(Written task):
Reproduce every one of the rows below, word for word.

## start Entries

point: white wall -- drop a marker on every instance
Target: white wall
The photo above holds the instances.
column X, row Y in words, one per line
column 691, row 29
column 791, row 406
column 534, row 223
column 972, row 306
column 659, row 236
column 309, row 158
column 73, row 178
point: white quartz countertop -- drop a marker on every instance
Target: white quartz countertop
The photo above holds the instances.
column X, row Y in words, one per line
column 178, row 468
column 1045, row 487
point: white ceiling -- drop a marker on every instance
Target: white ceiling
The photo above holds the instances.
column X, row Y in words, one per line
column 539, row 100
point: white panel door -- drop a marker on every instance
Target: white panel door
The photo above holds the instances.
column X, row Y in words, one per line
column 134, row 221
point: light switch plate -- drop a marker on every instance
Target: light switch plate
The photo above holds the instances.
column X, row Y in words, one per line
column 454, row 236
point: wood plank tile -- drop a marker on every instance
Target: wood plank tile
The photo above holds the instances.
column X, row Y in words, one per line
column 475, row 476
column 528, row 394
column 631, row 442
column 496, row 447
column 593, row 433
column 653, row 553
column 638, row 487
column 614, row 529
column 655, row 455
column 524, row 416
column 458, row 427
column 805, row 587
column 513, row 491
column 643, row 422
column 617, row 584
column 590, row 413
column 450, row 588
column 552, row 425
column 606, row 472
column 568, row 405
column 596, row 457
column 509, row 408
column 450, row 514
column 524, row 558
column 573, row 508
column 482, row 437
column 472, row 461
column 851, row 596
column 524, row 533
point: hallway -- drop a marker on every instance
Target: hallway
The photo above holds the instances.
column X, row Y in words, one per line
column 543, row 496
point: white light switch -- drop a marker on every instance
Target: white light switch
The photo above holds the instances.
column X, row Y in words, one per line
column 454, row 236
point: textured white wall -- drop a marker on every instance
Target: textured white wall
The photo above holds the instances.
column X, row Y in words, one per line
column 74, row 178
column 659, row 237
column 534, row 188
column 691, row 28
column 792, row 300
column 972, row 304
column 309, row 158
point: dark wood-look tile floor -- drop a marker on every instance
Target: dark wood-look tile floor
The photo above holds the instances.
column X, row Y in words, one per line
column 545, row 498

## end Entries

(Exercise solution):
point: white wall -- drop a marker on every instance
Target: white wall
The photo above holds the instances.
column X, row Y in words, one per line
column 691, row 29
column 791, row 406
column 534, row 223
column 972, row 306
column 659, row 236
column 309, row 158
column 73, row 178
point: white quartz countertop -- drop a marker on every instance
Target: white quartz countertop
The photo above holds the instances.
column X, row Y in words, one per line
column 178, row 468
column 1045, row 487
point: white ceiling -- drop a marker on every instance
Target: white ceiling
The photo above holds the instances.
column X, row Y in words, one per line
column 539, row 100
point: white panel door -- drop a marker on every instance
Target: white panel door
The photo above holds the instances.
column X, row Y in words, one per line
column 134, row 221
point: light switch plate -- drop a marker on every instance
Target: light switch plate
The photo above holds the instances.
column X, row Y in words, one per line
column 454, row 236
point: wood plank tile -- drop a marker on every instance
Target: wood plank tile
The photo above holds the instances.
column X, row Y in words, one per line
column 475, row 476
column 528, row 394
column 631, row 442
column 496, row 447
column 593, row 433
column 653, row 553
column 638, row 487
column 614, row 529
column 655, row 455
column 524, row 416
column 458, row 427
column 805, row 587
column 513, row 491
column 643, row 422
column 617, row 584
column 590, row 413
column 450, row 588
column 552, row 425
column 606, row 472
column 568, row 405
column 596, row 457
column 509, row 408
column 450, row 514
column 524, row 558
column 573, row 508
column 482, row 437
column 472, row 461
column 851, row 596
column 524, row 533
point: hallway -- drop a marker on every instance
Target: hallway
The photo above holds the instances.
column X, row Y in words, one per line
column 543, row 496
point: white light switch -- drop a marker on every instance
Target: white light switch
The photo above holds the instances.
column X, row Y in words, one per line
column 454, row 236
point: textured white wall -- drop a marker on every instance
Target: textured white wall
The photo above holds the instances.
column X, row Y in words, one per line
column 74, row 178
column 659, row 237
column 534, row 188
column 691, row 28
column 792, row 300
column 972, row 304
column 309, row 158
point: dark wood-look tile floor -- drop a marker on every instance
Target: dark wood-look tile floor
The photo above holds the instances.
column X, row Y in words, one per line
column 545, row 498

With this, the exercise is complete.